GOAL: Quote all of the material below word for word, keeping every line in its original order.

## BEGIN

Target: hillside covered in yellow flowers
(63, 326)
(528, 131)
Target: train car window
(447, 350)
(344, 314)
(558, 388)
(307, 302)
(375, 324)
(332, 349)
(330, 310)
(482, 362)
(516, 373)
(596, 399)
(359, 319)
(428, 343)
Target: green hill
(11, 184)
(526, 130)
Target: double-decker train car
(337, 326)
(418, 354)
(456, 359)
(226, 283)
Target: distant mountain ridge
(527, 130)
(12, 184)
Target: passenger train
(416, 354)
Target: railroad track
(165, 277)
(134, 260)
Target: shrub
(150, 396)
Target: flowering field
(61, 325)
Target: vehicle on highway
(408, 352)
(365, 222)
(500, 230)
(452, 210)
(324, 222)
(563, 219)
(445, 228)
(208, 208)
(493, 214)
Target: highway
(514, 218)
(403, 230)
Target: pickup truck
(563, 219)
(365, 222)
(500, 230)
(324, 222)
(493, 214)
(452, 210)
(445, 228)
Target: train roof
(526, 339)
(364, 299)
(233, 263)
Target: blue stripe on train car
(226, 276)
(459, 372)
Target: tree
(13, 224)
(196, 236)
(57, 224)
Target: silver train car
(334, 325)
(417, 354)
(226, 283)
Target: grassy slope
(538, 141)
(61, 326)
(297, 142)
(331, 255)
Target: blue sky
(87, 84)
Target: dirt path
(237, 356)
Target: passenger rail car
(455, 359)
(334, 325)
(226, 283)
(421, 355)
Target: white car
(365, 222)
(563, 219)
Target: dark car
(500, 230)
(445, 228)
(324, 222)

## END

TASK ANSWER:
Target: hillside covered in yellow flowers
(63, 326)
(528, 131)
Target: train car window
(447, 350)
(344, 314)
(558, 388)
(307, 302)
(375, 324)
(332, 349)
(330, 310)
(482, 362)
(516, 373)
(596, 399)
(359, 319)
(428, 343)
Target: green hill
(11, 184)
(526, 130)
Target: double-decker train car
(337, 326)
(418, 354)
(456, 359)
(226, 283)
Target: distant mountain ridge
(527, 130)
(12, 184)
Target: passenger train
(416, 354)
Target: railroad track
(165, 277)
(134, 260)
Target: shrub
(150, 396)
Target: flowering field
(61, 325)
Target: vehicle on highway
(408, 352)
(365, 222)
(500, 230)
(452, 210)
(324, 222)
(563, 219)
(445, 228)
(208, 208)
(493, 214)
Target: highway
(514, 218)
(403, 230)
Target: pickup truck
(563, 219)
(365, 222)
(500, 230)
(324, 222)
(493, 214)
(452, 210)
(445, 228)
Target: train roof
(526, 339)
(364, 299)
(233, 263)
Target: blue stripe on train car
(226, 276)
(459, 372)
Target: tree
(13, 224)
(196, 236)
(57, 224)
Target: silver train car
(334, 325)
(417, 354)
(226, 283)
Target: grassy slope
(538, 141)
(61, 326)
(297, 142)
(331, 255)
Target: blue sky
(87, 84)
Target: dirt path
(237, 356)
Target: passenger rail car
(455, 359)
(334, 325)
(226, 283)
(421, 355)
Target: white car
(365, 222)
(563, 219)
Target: dark car
(500, 230)
(445, 228)
(324, 222)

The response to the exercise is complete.